### Objective
Copy the lines below word for word, leaving out the pictures.

────────────────────────────────────────

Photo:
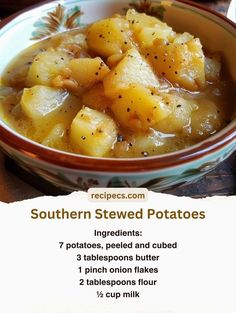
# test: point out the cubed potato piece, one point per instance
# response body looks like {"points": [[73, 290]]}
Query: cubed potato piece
{"points": [[213, 68], [142, 144], [138, 108], [139, 21], [93, 133], [45, 67], [148, 28], [182, 38], [114, 59], [40, 101], [132, 69], [206, 120], [147, 35], [109, 36], [182, 64], [56, 138], [95, 98], [86, 72], [180, 117], [74, 44]]}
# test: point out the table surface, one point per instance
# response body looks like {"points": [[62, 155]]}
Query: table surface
{"points": [[16, 185]]}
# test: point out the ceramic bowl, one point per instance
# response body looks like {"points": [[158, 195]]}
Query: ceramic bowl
{"points": [[74, 172]]}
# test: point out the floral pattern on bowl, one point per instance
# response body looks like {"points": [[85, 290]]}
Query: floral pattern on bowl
{"points": [[73, 172]]}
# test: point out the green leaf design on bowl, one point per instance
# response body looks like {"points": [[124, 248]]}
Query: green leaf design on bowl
{"points": [[57, 21]]}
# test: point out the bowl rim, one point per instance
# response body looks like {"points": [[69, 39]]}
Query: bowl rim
{"points": [[82, 162]]}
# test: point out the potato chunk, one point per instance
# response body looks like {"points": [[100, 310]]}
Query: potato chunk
{"points": [[182, 64], [142, 144], [137, 108], [109, 36], [147, 28], [213, 68], [180, 116], [95, 98], [56, 138], [132, 69], [45, 67], [86, 72], [206, 120], [40, 101], [93, 133]]}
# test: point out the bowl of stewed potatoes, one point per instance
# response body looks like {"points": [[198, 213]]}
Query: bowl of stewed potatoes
{"points": [[118, 93]]}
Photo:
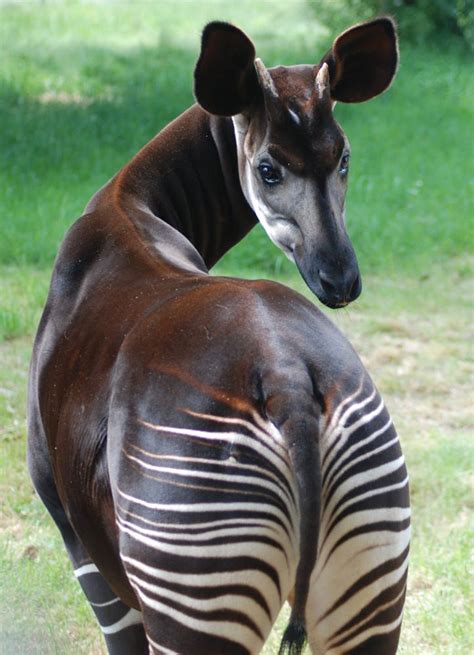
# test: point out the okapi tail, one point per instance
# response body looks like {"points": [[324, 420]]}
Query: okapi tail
{"points": [[304, 455]]}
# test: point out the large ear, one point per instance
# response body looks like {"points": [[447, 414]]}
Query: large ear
{"points": [[363, 60], [225, 80]]}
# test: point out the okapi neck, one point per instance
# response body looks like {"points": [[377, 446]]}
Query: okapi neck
{"points": [[187, 176]]}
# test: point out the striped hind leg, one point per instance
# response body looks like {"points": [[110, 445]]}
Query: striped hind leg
{"points": [[121, 625]]}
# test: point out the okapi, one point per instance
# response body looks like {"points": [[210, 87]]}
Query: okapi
{"points": [[210, 447]]}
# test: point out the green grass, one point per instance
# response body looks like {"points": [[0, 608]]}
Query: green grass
{"points": [[82, 87], [413, 334]]}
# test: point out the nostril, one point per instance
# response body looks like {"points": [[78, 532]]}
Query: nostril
{"points": [[354, 288], [328, 286]]}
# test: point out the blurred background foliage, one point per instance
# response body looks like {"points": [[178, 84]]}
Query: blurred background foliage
{"points": [[418, 20], [83, 85]]}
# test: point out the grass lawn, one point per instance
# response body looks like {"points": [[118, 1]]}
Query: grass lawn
{"points": [[413, 335], [82, 87]]}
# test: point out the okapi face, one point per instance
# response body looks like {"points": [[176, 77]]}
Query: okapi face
{"points": [[293, 156]]}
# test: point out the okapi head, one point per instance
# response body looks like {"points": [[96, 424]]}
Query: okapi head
{"points": [[293, 156]]}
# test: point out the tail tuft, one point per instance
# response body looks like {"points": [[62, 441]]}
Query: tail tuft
{"points": [[294, 639]]}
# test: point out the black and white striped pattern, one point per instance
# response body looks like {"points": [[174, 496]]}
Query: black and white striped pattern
{"points": [[212, 544]]}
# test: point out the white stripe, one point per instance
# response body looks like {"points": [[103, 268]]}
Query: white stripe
{"points": [[260, 531], [224, 463], [377, 630], [362, 458], [159, 647], [84, 570], [242, 635], [363, 442], [109, 602], [230, 437], [342, 433], [334, 418], [236, 602], [358, 480], [212, 507], [206, 524], [221, 551], [132, 617], [208, 475]]}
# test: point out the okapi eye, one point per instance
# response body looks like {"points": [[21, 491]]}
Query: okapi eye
{"points": [[269, 174], [344, 167]]}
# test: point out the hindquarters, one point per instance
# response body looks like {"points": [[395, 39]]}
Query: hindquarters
{"points": [[358, 585], [207, 511], [215, 469]]}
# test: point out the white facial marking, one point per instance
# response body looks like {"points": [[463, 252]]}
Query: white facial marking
{"points": [[322, 81], [295, 116]]}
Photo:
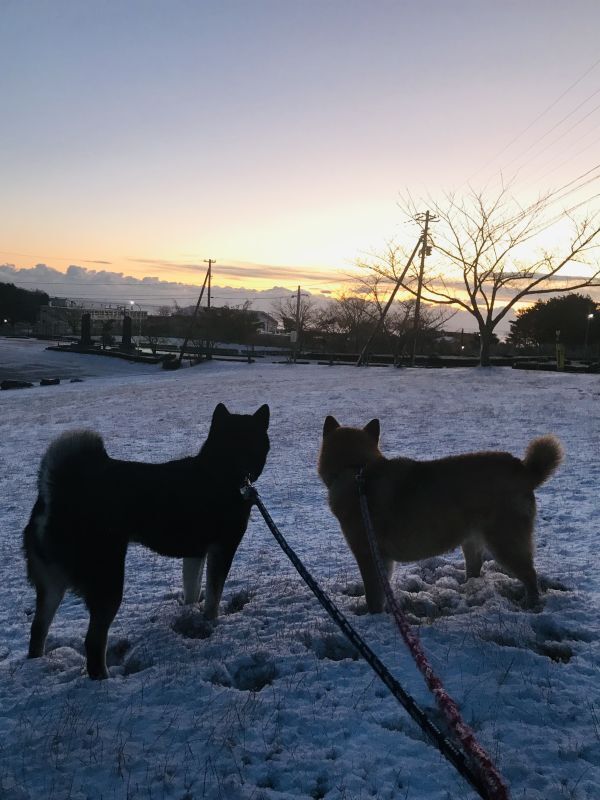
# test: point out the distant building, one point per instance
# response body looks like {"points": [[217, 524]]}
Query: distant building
{"points": [[63, 316], [267, 323]]}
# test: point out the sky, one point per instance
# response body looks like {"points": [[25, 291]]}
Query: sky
{"points": [[278, 138]]}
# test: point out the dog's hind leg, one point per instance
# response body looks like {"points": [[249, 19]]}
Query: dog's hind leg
{"points": [[512, 546], [47, 578], [49, 594], [219, 560], [473, 557], [192, 579]]}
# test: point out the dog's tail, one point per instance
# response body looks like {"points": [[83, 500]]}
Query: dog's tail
{"points": [[542, 457], [69, 462]]}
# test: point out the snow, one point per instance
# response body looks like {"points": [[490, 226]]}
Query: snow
{"points": [[272, 703]]}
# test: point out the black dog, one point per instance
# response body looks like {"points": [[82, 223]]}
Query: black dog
{"points": [[90, 506]]}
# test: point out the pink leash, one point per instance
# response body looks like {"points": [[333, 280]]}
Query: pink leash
{"points": [[498, 789]]}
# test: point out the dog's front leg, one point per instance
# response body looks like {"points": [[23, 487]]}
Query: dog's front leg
{"points": [[219, 561], [192, 579]]}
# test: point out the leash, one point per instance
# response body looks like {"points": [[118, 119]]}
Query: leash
{"points": [[496, 788], [435, 735]]}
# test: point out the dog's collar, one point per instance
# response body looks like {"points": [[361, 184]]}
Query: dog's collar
{"points": [[354, 469]]}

────────────────────────────────────────

### Complete output
Photo:
# test: point out the cubed potato piece, one point per instance
# response body looks like {"points": [[73, 290]]}
Query: cubed potato piece
{"points": [[213, 68], [142, 144], [138, 108], [139, 21], [93, 133], [45, 67], [148, 28], [182, 38], [114, 59], [40, 101], [132, 69], [206, 120], [147, 35], [109, 36], [182, 64], [56, 138], [95, 98], [86, 72], [180, 117], [74, 44]]}
# test: point out the table surface, one point per instance
# response body looks like {"points": [[62, 155]]}
Query: table surface
{"points": [[16, 185]]}
# test: point out the ceramic bowl, one point per instance
# response body looks like {"points": [[158, 195]]}
Query: ceramic bowl
{"points": [[74, 172]]}
# test: point out the floral pattern on bowl, one point per instance
# response body looks like {"points": [[85, 290]]}
Query: floral pattern on bowl
{"points": [[73, 172]]}
# test: point out the green leaf design on bowl, one point per instance
# response body looks like {"points": [[124, 248]]}
Query: green leaf design on bowl
{"points": [[57, 21]]}
# test: point out the bowl rim, one point per instance
# response body looks like {"points": [[69, 39]]}
Query: bowl rim
{"points": [[82, 162]]}
# test: point out the potato chunk, one point per instance
# response body looks like {"points": [[100, 310]]}
Query: potato chunk
{"points": [[182, 64], [142, 144], [137, 108], [109, 36], [147, 28], [213, 68], [180, 116], [95, 98], [56, 138], [132, 69], [45, 67], [86, 72], [206, 120], [40, 101], [93, 133]]}
# test: point out the bowl of stewed potatoes, one point per instance
# response body looks like {"points": [[198, 213]]}
Query: bowl of stewed potatoes
{"points": [[118, 93]]}
Photo:
# test: point out the okapi tail, one point per instance
# response body looks like {"points": [[324, 420]]}
Query: okapi tail
{"points": [[304, 455]]}
# test: point out the large ear, one point per instance
# response body looks like {"points": [[447, 414]]}
Query: large ear
{"points": [[363, 60], [225, 80]]}
# test: point out the okapi neck, one point per instance
# response body looks like {"points": [[377, 446]]}
Query: okapi neck
{"points": [[187, 176]]}
# test: point out the striped hind leg, one point per instance
# response body looks like {"points": [[110, 445]]}
Query: striped hind leg
{"points": [[121, 625]]}
# test: point out the okapi, one point per instance
# response body looks like {"points": [[210, 87]]}
Query: okapi
{"points": [[210, 447]]}
# test: point out the green grass, one point per instance
# response body looks like {"points": [[0, 608]]}
Query: green grass
{"points": [[82, 87], [413, 334]]}
# test: point out the nostril, one point per instance
# response body looks like {"points": [[78, 532]]}
Query: nostril
{"points": [[354, 288], [328, 286]]}
# test: point out the blurred background foliage, one point per instance
# response body looks like {"points": [[178, 84]]}
Query: blurred background foliage
{"points": [[418, 20], [83, 85]]}
# test: point out the grass lawn, one point per instance
# response body looks like {"points": [[118, 1]]}
Query: grass lawn
{"points": [[413, 335], [82, 87]]}
# test: point out the okapi face, one point per instance
# response body looks like {"points": [[176, 77]]}
Query: okapi face
{"points": [[293, 156]]}
# test: point out the okapi head, one point per instance
# response body looks like {"points": [[96, 424]]}
Query: okapi head
{"points": [[293, 156]]}
# test: point out the tail tuft, one point per instance
# response body looks like {"points": [[62, 441]]}
Query: tail tuft
{"points": [[294, 639]]}
# test: point out the black and white striped pattern, one point per instance
# response body looks like {"points": [[174, 496]]}
Query: black and white striped pattern
{"points": [[212, 544]]}
# test: point out the white stripe, one point per instance
# response body looks like {"points": [[103, 268]]}
Query: white stripe
{"points": [[260, 531], [224, 463], [377, 630], [362, 458], [159, 647], [84, 570], [242, 635], [363, 442], [109, 602], [230, 437], [342, 433], [334, 418], [236, 602], [358, 480], [212, 507], [206, 524], [221, 551], [132, 617], [208, 475]]}
# test: point out the okapi eye, one point per instance
# response body looks like {"points": [[21, 491]]}
Query: okapi eye
{"points": [[269, 174], [344, 167]]}
# test: point out the hindquarters, one point per instance
# response body looks like {"points": [[395, 39]]}
Query: hindquarters
{"points": [[358, 585], [207, 511], [215, 469]]}
# test: point out the white facial marking, one point per instance
# response body looks like {"points": [[463, 252]]}
Query: white facial marking
{"points": [[322, 81], [295, 116]]}
Photo:
# test: point out the distant building, one point per instance
# response body looks like {"points": [[217, 524]]}
Query: distant building
{"points": [[63, 316], [267, 323]]}
# test: point out the sky, one point per instance
# response body looks like {"points": [[25, 291]]}
Query: sky
{"points": [[278, 138]]}
# test: point out the dog's hind leg, one point per instance
# response body looks like {"points": [[249, 19]]}
Query: dog's hind leg
{"points": [[512, 546], [47, 578], [49, 594], [219, 560], [473, 557], [192, 579]]}
# test: point out the dog's tail, one point per instance
# response body looks like {"points": [[83, 500]]}
Query: dog's tail
{"points": [[542, 457], [69, 462]]}
# test: point out the snow, one point per instance
# response body looks like {"points": [[490, 226]]}
Query: snow
{"points": [[272, 703]]}
# test: point out the black dog, one point per instance
# response body looks like {"points": [[82, 223]]}
Query: black dog
{"points": [[90, 506]]}
# test: point out the pink leash, one point per instance
# response body looks like {"points": [[333, 280]]}
Query: pink leash
{"points": [[498, 789]]}
# test: point out the dog's front leg, one point per instance
# response body looks like {"points": [[23, 487]]}
Query: dog's front leg
{"points": [[219, 561], [192, 579]]}
# test: point out the leash, one point per instance
# response body looks like {"points": [[118, 119]]}
Query: leash
{"points": [[496, 788], [435, 735]]}
# test: point out the dog's collar, one point per instance
# response body looks like {"points": [[361, 184]]}
Query: dog's collar
{"points": [[354, 469]]}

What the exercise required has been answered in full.